Materials provided:
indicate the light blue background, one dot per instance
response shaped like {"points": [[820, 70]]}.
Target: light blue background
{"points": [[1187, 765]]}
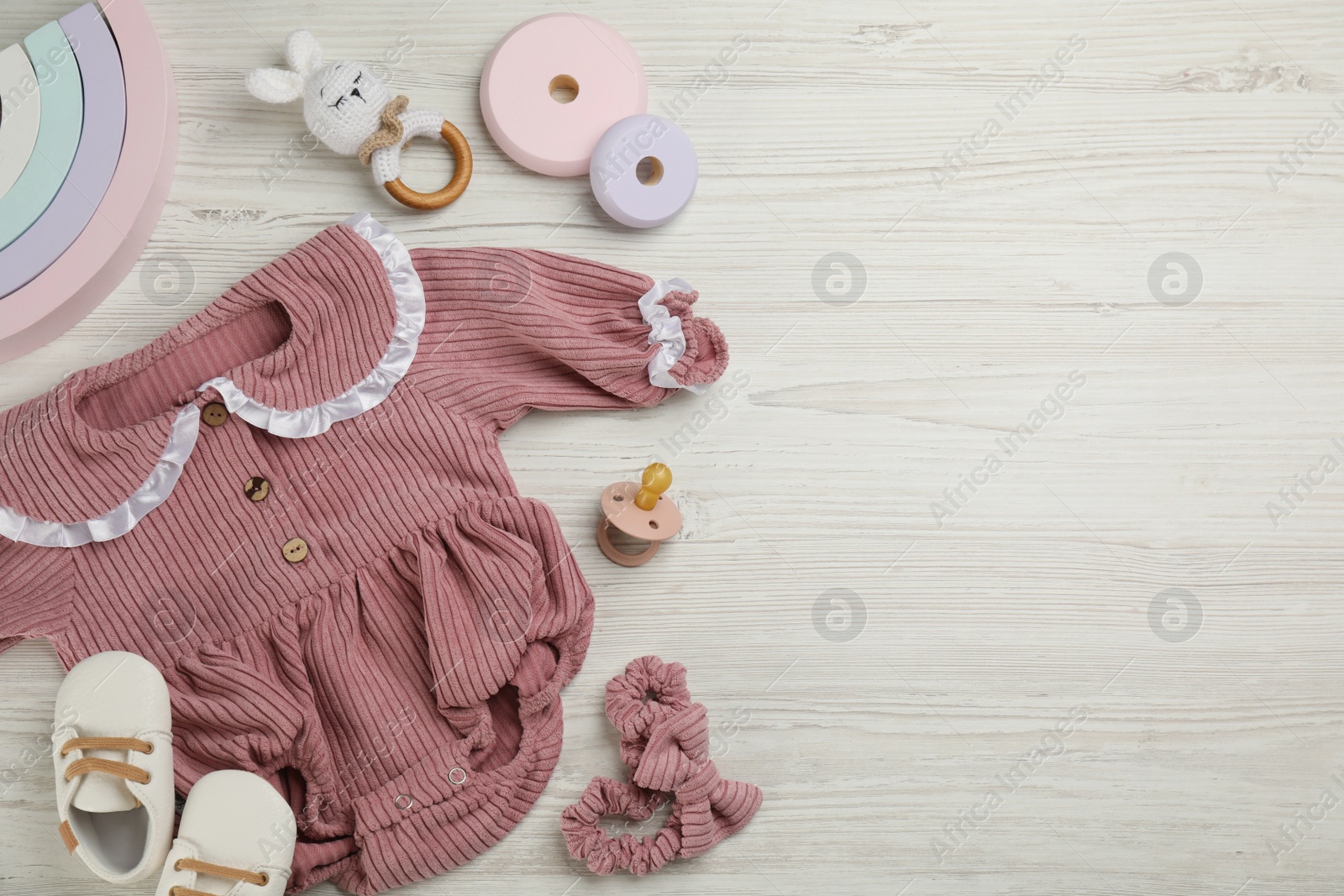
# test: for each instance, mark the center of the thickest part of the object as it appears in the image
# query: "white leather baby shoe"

Short problem:
Put every line of the listing above into a numbered list, omitting blank lines and leaving the pictures out.

Correct answer:
1. indicate the light blue background, one dot per instance
2. response shaped like {"points": [[820, 70]]}.
3. Target: light blue background
4. {"points": [[1187, 765]]}
5. # test: for each instance, mark the center of the thickest part of the object as it appears in the image
6. # query: "white leather baby shoe"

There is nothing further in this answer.